**HOW TO COMPLETE THIS TASK**
Go through the data and copy each line where the string "pine" appears.

__________________________________________________

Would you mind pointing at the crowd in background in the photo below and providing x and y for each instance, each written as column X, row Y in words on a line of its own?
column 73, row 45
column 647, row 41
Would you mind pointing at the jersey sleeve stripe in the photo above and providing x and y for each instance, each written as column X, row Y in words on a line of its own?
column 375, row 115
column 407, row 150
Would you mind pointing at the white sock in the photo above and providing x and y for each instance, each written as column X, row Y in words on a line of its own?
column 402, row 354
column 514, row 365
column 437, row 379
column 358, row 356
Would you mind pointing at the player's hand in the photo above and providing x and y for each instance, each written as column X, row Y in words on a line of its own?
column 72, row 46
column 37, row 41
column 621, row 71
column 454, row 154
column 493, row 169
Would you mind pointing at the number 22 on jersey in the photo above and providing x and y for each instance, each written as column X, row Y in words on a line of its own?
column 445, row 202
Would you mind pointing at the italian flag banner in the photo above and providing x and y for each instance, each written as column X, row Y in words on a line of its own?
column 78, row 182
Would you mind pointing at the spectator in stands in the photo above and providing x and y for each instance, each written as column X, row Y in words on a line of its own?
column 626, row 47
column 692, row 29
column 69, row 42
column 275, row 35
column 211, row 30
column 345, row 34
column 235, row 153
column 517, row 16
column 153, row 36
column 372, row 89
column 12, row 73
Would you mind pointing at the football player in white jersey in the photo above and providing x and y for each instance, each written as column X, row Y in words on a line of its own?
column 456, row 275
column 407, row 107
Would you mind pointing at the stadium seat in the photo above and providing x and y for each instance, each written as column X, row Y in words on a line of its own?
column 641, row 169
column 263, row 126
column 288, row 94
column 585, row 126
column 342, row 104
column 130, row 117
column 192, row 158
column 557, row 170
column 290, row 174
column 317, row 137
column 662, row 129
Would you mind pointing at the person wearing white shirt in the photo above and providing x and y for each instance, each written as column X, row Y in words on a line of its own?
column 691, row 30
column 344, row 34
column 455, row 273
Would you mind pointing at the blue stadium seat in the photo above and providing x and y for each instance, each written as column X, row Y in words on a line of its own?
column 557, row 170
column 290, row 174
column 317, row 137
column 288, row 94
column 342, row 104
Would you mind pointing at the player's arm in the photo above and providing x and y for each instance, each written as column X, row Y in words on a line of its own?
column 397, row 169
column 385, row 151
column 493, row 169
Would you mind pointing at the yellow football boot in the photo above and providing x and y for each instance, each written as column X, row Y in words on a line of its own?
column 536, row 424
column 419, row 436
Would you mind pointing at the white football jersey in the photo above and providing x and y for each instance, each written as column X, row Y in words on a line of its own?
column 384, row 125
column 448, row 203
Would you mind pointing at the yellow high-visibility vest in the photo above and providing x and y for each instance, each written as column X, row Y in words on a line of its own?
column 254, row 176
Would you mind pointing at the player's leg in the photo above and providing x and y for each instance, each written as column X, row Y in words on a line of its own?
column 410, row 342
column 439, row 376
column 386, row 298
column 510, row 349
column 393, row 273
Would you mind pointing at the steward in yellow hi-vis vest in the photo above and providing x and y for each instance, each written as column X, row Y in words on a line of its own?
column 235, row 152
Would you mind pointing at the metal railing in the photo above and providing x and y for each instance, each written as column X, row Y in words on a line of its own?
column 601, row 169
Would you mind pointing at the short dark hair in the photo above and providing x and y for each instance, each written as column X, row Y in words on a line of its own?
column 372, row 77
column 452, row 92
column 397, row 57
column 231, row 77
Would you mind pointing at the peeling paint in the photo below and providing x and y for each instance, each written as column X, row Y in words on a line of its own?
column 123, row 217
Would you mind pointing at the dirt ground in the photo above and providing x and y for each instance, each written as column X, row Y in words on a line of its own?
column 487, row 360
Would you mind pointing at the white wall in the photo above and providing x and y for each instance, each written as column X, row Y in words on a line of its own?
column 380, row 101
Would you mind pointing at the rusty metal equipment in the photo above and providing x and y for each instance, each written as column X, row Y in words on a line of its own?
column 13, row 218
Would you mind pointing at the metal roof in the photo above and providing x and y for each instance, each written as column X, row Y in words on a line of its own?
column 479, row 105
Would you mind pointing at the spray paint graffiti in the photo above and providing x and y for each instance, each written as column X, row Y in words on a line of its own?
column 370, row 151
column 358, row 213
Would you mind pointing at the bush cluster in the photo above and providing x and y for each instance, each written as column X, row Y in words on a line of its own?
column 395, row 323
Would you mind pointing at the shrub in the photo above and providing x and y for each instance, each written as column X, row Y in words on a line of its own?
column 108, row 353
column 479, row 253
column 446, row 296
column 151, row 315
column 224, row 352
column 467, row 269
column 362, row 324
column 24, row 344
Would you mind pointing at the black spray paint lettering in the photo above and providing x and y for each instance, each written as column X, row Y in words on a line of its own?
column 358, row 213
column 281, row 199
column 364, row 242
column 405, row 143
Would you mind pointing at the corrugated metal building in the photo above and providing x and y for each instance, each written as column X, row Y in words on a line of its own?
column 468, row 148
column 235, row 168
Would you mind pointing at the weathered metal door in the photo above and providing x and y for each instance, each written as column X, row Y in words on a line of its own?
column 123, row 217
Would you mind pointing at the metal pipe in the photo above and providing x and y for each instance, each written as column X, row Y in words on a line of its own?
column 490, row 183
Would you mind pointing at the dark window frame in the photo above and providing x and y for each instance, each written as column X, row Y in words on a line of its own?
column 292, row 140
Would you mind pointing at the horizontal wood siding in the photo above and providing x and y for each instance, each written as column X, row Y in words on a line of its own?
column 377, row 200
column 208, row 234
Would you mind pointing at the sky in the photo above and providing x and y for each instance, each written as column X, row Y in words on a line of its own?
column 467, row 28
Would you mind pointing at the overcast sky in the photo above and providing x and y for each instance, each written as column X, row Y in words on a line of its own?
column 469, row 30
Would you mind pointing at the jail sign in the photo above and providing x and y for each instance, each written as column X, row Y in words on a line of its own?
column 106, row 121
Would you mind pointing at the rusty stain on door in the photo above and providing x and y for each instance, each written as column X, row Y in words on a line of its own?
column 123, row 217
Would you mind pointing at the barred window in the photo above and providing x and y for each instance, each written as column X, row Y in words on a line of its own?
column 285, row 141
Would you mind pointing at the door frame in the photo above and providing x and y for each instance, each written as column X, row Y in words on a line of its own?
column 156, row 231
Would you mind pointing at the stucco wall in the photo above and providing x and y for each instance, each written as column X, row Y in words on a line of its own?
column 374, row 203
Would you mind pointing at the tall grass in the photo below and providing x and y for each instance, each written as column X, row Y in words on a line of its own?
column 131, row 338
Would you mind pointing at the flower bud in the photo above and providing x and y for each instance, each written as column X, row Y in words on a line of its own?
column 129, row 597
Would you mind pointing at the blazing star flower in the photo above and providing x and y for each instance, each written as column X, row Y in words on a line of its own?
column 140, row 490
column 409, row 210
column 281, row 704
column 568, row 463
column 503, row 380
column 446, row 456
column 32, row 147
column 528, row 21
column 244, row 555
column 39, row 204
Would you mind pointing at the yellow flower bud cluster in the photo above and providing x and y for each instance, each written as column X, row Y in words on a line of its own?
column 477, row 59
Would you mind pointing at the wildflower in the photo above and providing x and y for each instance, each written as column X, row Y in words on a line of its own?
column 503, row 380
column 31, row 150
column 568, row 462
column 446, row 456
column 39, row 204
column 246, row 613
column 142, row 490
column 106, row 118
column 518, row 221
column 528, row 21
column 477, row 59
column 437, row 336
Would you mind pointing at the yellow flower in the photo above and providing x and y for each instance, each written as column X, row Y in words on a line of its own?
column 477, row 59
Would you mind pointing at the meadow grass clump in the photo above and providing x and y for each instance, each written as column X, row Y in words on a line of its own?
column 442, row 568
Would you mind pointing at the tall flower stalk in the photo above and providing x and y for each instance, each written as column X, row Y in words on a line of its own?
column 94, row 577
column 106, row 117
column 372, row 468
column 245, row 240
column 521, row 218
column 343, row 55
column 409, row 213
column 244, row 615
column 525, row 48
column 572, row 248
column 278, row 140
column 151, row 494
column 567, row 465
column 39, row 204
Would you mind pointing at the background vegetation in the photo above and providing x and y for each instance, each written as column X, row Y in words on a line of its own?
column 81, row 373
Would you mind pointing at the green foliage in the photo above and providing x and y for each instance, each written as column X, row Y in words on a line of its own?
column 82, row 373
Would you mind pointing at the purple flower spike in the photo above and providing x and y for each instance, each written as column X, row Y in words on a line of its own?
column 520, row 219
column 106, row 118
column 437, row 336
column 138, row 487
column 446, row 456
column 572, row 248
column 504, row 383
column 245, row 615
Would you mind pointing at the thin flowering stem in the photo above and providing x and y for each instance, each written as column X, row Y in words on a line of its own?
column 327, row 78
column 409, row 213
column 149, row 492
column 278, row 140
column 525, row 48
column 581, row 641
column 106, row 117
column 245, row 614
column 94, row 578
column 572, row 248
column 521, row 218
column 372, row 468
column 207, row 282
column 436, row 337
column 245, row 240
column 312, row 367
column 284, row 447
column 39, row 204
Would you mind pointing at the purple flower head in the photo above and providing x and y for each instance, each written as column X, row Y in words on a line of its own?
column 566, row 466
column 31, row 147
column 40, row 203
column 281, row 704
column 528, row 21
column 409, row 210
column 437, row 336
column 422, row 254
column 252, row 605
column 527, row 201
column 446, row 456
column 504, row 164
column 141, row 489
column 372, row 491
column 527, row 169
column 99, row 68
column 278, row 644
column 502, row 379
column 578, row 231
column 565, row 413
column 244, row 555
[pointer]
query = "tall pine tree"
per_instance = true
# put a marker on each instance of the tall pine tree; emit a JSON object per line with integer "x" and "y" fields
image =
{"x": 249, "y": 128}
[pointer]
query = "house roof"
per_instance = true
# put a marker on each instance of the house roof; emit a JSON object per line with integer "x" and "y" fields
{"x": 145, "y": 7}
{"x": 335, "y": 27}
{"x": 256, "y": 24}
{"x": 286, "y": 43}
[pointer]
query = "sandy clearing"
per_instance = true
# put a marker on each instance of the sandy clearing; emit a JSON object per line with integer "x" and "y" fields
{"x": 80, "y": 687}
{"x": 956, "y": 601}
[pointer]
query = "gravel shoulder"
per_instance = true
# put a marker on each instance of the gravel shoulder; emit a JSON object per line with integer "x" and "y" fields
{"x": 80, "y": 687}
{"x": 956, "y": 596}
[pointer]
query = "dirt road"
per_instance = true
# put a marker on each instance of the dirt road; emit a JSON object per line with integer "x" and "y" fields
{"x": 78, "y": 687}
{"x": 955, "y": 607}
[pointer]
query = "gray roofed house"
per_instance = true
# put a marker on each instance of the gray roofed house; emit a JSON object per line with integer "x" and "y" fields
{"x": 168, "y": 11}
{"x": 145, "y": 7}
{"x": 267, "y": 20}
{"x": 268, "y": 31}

__________________________________________________

**WRITTEN ANSWER**
query = "tall pine tree"
# put a marker on each instance of the tall pine tree; emit a JSON object per line with integer "x" and "y" fields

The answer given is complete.